------ Information provided
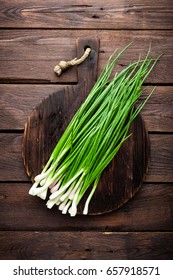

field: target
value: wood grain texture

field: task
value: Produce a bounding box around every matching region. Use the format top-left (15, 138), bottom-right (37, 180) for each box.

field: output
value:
top-left (0, 85), bottom-right (63, 130)
top-left (0, 0), bottom-right (172, 261)
top-left (0, 30), bottom-right (172, 83)
top-left (0, 183), bottom-right (172, 231)
top-left (0, 0), bottom-right (173, 29)
top-left (0, 85), bottom-right (172, 131)
top-left (0, 134), bottom-right (172, 182)
top-left (0, 231), bottom-right (172, 260)
top-left (147, 135), bottom-right (173, 182)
------------
Task brief - Write out the records once more, word for word, though without the pictures they contain.

Answer below -
field: target
value: wood grain texture

field: task
value: Produce a bounding box around every matching region. Use the format top-left (15, 138), bottom-right (37, 180) for each box.

field: output
value:
top-left (0, 85), bottom-right (63, 130)
top-left (0, 0), bottom-right (172, 261)
top-left (0, 30), bottom-right (172, 83)
top-left (0, 183), bottom-right (172, 231)
top-left (0, 0), bottom-right (173, 29)
top-left (0, 85), bottom-right (172, 131)
top-left (0, 134), bottom-right (172, 182)
top-left (0, 231), bottom-right (172, 260)
top-left (147, 135), bottom-right (173, 182)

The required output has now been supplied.